[BEGIN]
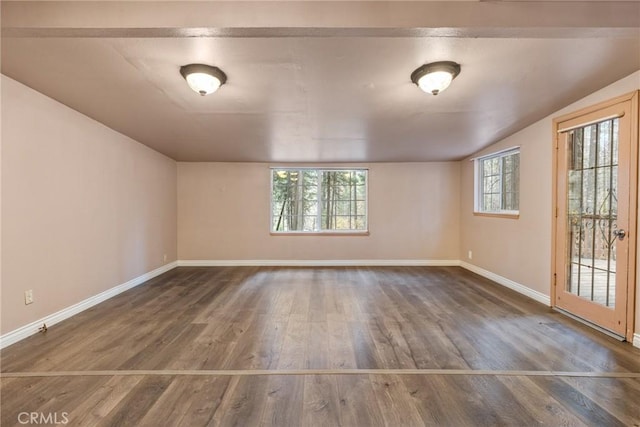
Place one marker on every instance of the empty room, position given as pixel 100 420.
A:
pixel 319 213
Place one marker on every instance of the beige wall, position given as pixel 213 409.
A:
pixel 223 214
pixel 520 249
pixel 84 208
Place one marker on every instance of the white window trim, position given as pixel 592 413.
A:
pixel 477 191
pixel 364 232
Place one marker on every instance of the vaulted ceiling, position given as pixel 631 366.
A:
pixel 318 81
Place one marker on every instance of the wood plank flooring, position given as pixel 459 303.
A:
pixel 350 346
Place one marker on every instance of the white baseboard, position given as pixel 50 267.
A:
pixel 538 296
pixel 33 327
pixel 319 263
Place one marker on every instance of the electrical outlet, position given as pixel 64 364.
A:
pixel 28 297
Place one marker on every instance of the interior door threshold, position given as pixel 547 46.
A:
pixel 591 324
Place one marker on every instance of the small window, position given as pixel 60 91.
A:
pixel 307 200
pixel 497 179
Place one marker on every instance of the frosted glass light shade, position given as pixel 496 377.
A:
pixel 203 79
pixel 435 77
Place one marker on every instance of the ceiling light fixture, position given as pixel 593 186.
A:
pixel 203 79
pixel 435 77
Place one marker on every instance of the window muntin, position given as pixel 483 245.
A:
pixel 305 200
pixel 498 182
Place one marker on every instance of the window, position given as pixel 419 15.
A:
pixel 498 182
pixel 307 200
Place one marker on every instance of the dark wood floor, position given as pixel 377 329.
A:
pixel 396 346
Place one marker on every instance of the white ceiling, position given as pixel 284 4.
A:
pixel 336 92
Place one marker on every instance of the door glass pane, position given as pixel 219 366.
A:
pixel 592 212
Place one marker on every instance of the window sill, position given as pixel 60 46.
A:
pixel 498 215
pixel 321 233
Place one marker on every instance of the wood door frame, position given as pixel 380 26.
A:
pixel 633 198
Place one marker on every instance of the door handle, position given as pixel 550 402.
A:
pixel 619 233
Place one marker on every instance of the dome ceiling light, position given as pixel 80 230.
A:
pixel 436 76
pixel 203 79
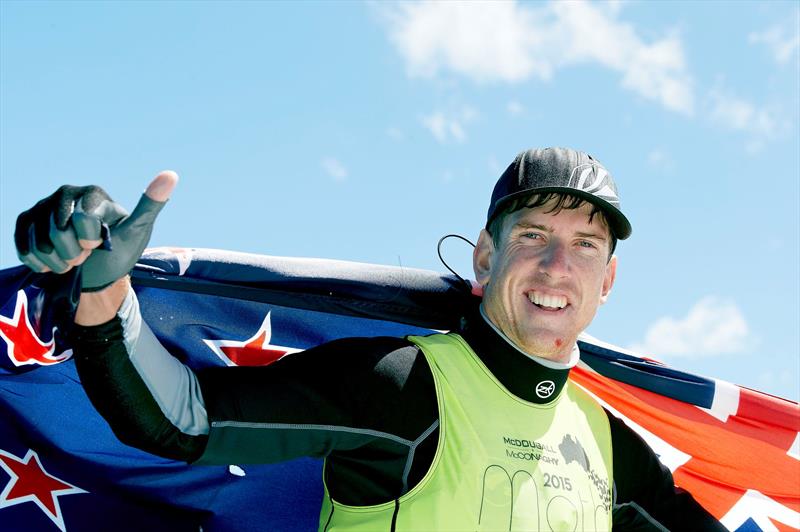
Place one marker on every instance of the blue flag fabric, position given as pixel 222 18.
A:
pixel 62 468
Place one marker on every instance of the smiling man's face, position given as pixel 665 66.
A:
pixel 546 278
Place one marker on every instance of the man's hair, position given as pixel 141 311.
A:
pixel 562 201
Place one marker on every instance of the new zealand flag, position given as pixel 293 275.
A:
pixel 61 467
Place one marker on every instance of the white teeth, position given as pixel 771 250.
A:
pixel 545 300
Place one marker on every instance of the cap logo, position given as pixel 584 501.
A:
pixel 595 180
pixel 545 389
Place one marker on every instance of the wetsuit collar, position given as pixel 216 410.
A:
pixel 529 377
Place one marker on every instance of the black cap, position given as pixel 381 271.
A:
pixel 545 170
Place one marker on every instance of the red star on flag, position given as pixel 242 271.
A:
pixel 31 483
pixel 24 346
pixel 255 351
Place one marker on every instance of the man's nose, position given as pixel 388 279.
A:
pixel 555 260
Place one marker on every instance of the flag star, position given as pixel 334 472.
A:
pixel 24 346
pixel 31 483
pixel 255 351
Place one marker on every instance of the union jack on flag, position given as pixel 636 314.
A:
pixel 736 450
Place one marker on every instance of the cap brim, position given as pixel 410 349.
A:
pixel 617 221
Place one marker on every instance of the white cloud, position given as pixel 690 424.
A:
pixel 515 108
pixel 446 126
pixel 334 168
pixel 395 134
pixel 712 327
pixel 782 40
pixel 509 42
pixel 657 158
[END]
Stated goal: Rewrite all of the records above, substituting "dot" for each "marker" and keeping every other word unchanged. Leave the pictures out of your answer.

Output of the exercise:
Place one dot on every instance of the empty room, position given as pixel 100 420.
A:
pixel 319 213
Place one dot on every instance of the beige wall, position given as pixel 213 409.
A:
pixel 223 214
pixel 520 249
pixel 84 208
Place one dot on every instance of the white window trim, position given as pixel 592 413.
A:
pixel 477 191
pixel 364 232
Place one dot on every instance of the vaulted ceiling, position given as pixel 631 366.
A:
pixel 318 81
Place one dot on every instance of the wood plank flooring, position given as pixel 459 303.
A:
pixel 350 346
Place one dot on every instance of the white baseboard, position given as pixel 50 267.
A:
pixel 538 296
pixel 33 327
pixel 319 263
Place one dot on every instance of the electrical outlet, position given as pixel 64 364.
A:
pixel 28 297
Place one dot on every instance of the interior door threshold, position given as pixel 547 46.
A:
pixel 591 324
Place one dot on every instance of the small window, position given as pixel 60 91.
A:
pixel 307 200
pixel 497 179
Place one dot on every instance of the frosted glass light shade, position given as pixel 496 377.
A:
pixel 203 79
pixel 435 77
Place one dot on every instance of the ceiling light fixture, position given as pixel 593 186.
A:
pixel 203 79
pixel 435 77
Place one dot on every instance of the window muntin, position given as pixel 483 245.
A:
pixel 305 200
pixel 498 182
Place one dot on every instance of the window, position given as pixel 419 15.
A:
pixel 498 182
pixel 307 200
Place one dot on every instance of the dark wood floor, position given as pixel 377 329.
A:
pixel 396 346
Place one dot on every instance of the white ceiling, position given as pixel 284 4.
A:
pixel 336 92
Place one dot on every instance of the door glass pane, position given as pixel 219 366.
A:
pixel 592 212
Place one dot on every instance of the window sill, position given as pixel 60 46.
A:
pixel 498 215
pixel 321 233
Place one dot on every instance of the wood door frame, position given as pixel 380 26.
A:
pixel 633 198
Place one dot on every instance of the door handle, position given as pixel 550 402.
A:
pixel 619 233
Place one dot on every instance of the dome ceiling light, position given as pixel 80 230.
A:
pixel 436 76
pixel 203 79
Place one dot on every instance of the blue flag fabric, position given as pixel 222 18.
A:
pixel 62 468
Place one dot on every instance of the smiling man's face, position given as pixel 665 66.
A:
pixel 546 278
Place one dot on every instance of the man's hair, position given as pixel 141 311.
A:
pixel 562 201
Place one dot on every instance of the new zealand flag, position given as pixel 293 275.
A:
pixel 61 467
Place one dot on every instance of the white teeth, position given as pixel 771 250.
A:
pixel 545 300
Place one dot on every instance of the cap logo, position given as pixel 584 501.
A:
pixel 595 180
pixel 545 389
Place one dot on every instance of the wetsuit collar, position given as pixel 216 410.
A:
pixel 529 377
Place one dot on every instance of the black cap, position given as pixel 381 271.
A:
pixel 545 170
Place one dot on every instance of the red star on flag, position given as pixel 242 271.
A:
pixel 31 483
pixel 24 346
pixel 255 351
Place one dot on every instance of the man's nose, position given as pixel 388 279.
A:
pixel 555 260
Place one dot on every instance of the flag star, position given as pixel 334 472.
A:
pixel 24 346
pixel 31 483
pixel 255 351
Place one dot on every instance of the union jack on flag, position given as pixel 636 314.
A:
pixel 736 450
Place one dot on every instance of the cap brim, position given as pixel 410 349.
A:
pixel 617 221
Place one dot on every instance of the white cloud, position given as pixel 690 424.
A:
pixel 515 108
pixel 446 126
pixel 334 168
pixel 395 134
pixel 712 327
pixel 782 40
pixel 509 42
pixel 657 158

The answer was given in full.